• WORK TO BE COMPLETED
Restate the opening lines of the material below word for word, stopping after the line that contains "of the window".

• SUPPLIED MATERIAL
───

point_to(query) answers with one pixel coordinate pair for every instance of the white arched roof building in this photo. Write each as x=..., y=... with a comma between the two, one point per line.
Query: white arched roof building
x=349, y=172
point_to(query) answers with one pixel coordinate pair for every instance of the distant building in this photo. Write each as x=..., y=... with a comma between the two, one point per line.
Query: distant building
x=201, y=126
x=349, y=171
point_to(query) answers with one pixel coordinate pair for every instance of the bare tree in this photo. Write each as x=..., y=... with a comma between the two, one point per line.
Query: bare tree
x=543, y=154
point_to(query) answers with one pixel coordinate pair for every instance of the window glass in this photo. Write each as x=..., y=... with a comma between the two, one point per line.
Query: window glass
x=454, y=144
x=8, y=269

───

• RESPONSE TO THE EXERCISE
point_to(query) answers with one pixel coordinate pair for every instance of the white arched roof building in this photo. Write each as x=..., y=... with a comma between the two, one point per line.
Query: white arched roof building
x=349, y=172
point_to(query) answers with one pixel coordinate pair for every instance of the distant building in this photo. Write each as x=..., y=... with a comma between the two, one point per line.
Query: distant building
x=201, y=126
x=349, y=171
point_to(query) answers with one pixel coordinate pair for every instance of the bare tree in this photo. Write each as x=..., y=... with a comma between the two, one point per line.
Query: bare tree
x=543, y=154
point_to(query) answers with one pixel coordinate pair for every instance of the window glass in this photo. Write each as x=..., y=... with a comma between the two, one point per line.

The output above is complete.